--- start RECORDS FOR THE TASK ---
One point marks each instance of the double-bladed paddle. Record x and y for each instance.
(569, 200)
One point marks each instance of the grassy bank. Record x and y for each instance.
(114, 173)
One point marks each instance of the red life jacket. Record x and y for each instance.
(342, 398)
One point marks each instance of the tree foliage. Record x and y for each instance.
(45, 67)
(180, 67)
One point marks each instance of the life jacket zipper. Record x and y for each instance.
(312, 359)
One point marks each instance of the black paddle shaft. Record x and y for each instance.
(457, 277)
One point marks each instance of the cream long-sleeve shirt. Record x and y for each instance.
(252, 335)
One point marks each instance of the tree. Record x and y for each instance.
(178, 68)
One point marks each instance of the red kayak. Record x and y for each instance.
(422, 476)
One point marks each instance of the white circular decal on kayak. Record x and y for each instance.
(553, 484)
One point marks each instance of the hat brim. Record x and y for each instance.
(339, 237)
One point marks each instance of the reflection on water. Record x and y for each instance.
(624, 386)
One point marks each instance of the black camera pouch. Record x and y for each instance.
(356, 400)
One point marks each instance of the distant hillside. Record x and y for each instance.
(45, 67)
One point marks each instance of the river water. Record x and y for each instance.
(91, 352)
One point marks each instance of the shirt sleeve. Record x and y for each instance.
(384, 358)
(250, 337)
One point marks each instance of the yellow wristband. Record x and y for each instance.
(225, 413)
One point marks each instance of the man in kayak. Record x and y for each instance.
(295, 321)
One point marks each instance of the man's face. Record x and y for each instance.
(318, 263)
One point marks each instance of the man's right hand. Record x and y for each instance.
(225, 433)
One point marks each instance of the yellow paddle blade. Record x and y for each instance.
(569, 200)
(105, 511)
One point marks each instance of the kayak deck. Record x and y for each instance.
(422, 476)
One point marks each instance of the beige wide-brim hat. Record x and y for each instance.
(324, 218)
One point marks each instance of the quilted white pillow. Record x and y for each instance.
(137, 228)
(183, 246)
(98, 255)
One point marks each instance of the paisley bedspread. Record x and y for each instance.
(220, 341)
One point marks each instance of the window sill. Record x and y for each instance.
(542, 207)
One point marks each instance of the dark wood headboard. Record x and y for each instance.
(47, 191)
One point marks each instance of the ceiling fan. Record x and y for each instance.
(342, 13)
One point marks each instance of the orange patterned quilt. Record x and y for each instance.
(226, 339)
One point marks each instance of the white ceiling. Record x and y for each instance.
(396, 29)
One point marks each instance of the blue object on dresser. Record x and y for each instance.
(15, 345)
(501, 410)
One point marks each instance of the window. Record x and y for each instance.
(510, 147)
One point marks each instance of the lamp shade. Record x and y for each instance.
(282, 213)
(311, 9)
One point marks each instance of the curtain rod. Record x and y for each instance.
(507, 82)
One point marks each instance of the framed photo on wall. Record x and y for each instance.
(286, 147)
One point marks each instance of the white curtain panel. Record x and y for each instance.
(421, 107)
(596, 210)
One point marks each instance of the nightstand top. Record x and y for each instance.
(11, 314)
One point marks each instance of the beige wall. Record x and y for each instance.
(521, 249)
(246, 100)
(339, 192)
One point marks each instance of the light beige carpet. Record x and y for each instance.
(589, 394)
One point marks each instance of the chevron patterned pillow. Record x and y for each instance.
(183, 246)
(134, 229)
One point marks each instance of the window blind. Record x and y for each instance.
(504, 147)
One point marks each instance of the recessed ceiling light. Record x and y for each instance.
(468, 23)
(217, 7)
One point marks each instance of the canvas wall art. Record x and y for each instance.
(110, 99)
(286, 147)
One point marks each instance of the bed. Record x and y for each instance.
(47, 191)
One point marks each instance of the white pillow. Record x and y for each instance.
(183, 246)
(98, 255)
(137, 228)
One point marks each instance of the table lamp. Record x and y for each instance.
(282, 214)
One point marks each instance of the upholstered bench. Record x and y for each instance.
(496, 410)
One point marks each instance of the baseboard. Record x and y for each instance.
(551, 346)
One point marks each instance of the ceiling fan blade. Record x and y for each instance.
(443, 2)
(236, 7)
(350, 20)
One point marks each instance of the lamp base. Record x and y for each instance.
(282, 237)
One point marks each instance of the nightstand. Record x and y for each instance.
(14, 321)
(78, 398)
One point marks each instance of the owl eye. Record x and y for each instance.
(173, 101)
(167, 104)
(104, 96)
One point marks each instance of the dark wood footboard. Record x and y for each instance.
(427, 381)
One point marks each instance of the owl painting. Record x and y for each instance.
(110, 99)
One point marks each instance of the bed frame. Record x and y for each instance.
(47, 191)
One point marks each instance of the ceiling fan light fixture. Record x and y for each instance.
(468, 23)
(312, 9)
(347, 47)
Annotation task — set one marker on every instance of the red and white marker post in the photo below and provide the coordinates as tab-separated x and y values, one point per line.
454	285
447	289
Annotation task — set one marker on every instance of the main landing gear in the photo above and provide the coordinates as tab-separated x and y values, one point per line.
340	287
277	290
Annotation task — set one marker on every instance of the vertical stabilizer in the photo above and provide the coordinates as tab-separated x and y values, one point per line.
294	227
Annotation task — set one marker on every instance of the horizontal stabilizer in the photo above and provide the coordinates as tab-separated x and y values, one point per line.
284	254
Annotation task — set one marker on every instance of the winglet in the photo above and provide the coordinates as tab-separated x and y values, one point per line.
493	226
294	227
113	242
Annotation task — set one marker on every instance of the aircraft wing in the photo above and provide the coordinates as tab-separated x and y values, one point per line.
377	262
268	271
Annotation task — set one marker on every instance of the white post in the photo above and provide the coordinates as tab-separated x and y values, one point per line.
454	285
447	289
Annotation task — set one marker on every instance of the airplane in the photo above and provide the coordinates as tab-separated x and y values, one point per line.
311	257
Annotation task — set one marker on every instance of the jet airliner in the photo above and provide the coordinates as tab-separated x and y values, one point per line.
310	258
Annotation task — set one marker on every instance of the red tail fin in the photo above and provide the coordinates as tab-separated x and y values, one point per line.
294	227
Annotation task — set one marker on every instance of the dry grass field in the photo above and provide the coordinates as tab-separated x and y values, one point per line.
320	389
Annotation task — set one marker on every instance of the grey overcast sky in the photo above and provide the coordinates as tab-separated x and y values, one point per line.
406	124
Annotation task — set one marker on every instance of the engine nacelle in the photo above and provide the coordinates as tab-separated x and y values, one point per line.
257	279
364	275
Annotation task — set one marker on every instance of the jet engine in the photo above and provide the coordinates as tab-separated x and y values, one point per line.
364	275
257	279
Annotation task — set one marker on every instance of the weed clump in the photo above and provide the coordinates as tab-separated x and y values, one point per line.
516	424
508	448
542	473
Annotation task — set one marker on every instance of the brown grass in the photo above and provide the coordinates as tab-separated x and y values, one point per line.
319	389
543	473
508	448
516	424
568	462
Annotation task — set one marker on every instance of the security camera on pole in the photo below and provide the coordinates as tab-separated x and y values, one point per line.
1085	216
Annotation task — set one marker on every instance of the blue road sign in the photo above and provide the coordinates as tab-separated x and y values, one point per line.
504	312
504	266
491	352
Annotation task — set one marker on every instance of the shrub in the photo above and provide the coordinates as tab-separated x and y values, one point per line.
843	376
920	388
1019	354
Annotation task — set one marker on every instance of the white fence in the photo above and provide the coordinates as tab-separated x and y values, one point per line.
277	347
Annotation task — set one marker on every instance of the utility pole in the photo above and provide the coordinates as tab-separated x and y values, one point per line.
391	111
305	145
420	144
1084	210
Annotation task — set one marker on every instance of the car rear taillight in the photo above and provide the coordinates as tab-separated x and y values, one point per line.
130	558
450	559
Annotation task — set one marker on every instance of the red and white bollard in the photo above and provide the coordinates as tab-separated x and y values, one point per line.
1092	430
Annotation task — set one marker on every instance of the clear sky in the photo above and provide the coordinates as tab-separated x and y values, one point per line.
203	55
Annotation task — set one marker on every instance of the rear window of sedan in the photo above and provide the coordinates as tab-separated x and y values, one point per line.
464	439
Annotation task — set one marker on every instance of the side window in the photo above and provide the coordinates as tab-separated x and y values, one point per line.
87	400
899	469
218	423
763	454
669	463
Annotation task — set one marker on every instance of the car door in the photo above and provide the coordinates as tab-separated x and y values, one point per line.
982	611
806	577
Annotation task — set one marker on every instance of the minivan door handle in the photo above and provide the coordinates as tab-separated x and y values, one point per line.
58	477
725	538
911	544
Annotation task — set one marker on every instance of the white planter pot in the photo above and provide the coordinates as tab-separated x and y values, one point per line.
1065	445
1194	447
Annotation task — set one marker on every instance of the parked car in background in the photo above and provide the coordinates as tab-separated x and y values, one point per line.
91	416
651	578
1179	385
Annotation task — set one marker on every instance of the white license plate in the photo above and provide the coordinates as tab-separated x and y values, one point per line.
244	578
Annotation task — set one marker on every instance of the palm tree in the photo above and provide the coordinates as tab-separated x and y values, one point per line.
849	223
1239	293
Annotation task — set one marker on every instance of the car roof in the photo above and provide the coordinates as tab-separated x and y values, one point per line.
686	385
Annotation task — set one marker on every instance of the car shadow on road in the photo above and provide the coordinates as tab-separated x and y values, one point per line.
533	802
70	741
--- end RECORDS FOR THE TASK ---
WHAT IS REQUIRED
Beginning at the line that holds "the white license", write out word for word each line through the end of the records.

TASK SOLUTION
Annotation task — set one marker on every instance of the white license plate in the photo above and provide the coordinates as tab-separated x and y values, one point per line.
244	578
Annotation task — set one marker on every instance of the palm tree in the photo above and provide the coordinates as tab-separated x and y values, one point per line.
849	223
1239	293
Annotation task — set one marker on every instance of the car roof in the photo above and provide the coordinates as tab-separated x and y values, one point per line.
686	385
Annotation task — set one marker on every instance of the car shadow on road in the photo above and provide the coordinates as tab-separated x and y values, one point per line.
533	802
70	741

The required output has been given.